Following trial on the merits, the district judge, without reviewing or particularizing the facts, rendered judgment simply stating that plaintiffs had failed to prove "who caused the accident" and dismissed both suits. Plaintiffs in each suit have appealed and defendants have answered these appeals re-urging their respective third party and reconventional demands.

All parties hereto agree that the trial court erred as a matter of law when it failed to reconcile the conflicting testimony of the two drivers or, if this not be possible, then to consider probabilities or improbabilities in the light of other factors and the degree of proof required. This contention is particularly applicable in the suit for the alleged wrongful death of Melvin G. Perry, who was a guest passenger. His death occurred as a result of a headon collision which took place on a relatively straight, level, hard-surfaced highway, in the late afternoon, and under ideal driving conditions. It is evident that one or both of the drivers of the vehicles involved were negligent.

> [Data provided]:

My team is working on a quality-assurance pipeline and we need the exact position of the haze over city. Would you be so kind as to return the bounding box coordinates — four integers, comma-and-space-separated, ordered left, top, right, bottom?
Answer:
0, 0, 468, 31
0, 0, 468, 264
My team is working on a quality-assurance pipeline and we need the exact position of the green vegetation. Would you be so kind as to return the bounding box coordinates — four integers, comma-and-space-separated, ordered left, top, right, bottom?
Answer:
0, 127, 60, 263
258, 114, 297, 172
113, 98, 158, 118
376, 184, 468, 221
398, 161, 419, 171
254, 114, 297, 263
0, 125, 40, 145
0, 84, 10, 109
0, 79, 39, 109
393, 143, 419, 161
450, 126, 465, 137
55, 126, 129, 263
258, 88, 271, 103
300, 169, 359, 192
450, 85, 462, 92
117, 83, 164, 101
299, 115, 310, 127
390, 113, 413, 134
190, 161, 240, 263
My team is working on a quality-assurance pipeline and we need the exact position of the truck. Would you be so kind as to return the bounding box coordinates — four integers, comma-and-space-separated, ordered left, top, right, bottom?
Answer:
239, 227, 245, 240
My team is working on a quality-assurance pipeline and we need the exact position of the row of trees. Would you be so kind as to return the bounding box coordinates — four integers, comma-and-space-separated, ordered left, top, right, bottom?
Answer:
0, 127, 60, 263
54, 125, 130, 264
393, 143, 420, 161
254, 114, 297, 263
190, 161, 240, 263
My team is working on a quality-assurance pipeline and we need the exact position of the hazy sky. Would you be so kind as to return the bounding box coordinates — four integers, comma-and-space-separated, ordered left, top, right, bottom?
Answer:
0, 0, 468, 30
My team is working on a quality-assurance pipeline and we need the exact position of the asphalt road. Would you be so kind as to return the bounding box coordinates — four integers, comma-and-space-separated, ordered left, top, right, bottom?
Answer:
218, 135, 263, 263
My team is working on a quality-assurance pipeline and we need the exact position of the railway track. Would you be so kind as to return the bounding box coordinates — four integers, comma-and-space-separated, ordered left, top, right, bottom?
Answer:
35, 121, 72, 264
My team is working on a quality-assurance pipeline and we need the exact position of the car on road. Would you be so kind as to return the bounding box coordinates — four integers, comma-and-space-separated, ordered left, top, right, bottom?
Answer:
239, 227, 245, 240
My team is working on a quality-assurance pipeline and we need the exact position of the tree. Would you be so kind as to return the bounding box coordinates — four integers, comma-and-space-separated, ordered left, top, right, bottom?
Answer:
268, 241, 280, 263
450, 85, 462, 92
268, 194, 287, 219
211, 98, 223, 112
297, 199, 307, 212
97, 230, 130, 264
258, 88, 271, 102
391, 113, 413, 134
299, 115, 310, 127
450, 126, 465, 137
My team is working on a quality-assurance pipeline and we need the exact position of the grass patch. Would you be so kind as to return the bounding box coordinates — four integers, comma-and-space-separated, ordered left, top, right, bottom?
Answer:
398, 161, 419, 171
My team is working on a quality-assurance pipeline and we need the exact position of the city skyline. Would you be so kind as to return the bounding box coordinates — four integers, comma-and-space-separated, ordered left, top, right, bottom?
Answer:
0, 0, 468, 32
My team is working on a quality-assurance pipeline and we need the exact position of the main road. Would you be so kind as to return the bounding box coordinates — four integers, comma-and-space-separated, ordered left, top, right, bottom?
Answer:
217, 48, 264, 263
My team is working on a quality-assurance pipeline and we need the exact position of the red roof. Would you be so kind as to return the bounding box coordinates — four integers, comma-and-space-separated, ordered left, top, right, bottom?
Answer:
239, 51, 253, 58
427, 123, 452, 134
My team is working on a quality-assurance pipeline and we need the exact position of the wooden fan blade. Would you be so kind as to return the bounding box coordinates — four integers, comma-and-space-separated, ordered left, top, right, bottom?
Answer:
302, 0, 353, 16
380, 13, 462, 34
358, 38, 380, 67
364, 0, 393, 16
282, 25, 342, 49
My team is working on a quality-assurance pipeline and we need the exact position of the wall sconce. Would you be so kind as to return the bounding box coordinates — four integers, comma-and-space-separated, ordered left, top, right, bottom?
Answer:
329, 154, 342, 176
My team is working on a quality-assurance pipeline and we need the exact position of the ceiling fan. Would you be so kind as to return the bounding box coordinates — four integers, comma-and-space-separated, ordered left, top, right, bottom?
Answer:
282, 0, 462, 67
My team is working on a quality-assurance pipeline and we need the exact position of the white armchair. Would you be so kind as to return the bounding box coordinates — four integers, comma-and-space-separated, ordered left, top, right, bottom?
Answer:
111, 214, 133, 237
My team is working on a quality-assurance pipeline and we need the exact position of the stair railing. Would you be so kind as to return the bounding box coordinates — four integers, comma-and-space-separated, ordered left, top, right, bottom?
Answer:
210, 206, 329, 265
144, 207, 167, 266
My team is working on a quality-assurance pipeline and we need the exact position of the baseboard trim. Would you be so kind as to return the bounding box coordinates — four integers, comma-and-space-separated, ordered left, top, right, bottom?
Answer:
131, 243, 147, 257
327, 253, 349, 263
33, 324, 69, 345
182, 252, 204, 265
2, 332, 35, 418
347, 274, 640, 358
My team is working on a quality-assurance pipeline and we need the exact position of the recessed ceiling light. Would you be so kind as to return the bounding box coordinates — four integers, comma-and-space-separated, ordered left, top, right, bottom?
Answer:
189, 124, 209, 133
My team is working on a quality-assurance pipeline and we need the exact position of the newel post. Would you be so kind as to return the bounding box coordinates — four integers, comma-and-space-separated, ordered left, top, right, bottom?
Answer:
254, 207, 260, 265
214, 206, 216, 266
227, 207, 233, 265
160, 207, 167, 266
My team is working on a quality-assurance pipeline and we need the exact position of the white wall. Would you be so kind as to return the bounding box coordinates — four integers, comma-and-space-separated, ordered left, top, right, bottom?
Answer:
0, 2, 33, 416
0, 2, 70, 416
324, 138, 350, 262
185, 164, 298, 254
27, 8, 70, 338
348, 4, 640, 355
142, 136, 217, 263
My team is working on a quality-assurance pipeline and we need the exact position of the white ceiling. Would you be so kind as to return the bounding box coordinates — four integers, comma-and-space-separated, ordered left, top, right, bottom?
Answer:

> [Direction A]:
In the court opinion excerpt, rewrite the paragraph beginning "All parties hereto agree" as a concise bulleted list that retains its main facts.
> [Direction B]:
According to the court opinion excerpt, what did the district judge's judgment state that plaintiffs had failed to prove?
> [Direction C]:
Based on the court opinion excerpt, explain why it is evident that one or both drivers were negligent.

> [Correct output A]:
- All parties agree that the trial court erred as a matter of law. It failed to reconcile the conflicting testimony of the two drivers. If that was not possible, it failed to weigh probabilities or improbabilities in light of other factors and the degree of proof required.
- This contention applies particularly to the wrongful death suit for Melvin G. Perry, a guest passenger.
- Perry died in a head-on collision on a relatively straight, level, hard-surfaced highway in the late afternoon under ideal driving conditions.
- One or both drivers were evidently negligent.

> [Correct output B]:
The judgment stated that plaintiffs had failed to prove "who caused the accident."

> [Correct output C]:
The collision was head-on and took place on a relatively straight, level, hard-surfaced highway in the late afternoon under ideal driving conditions. Given these circumstances, the excerpt concludes that one or both of the drivers must have been negligent.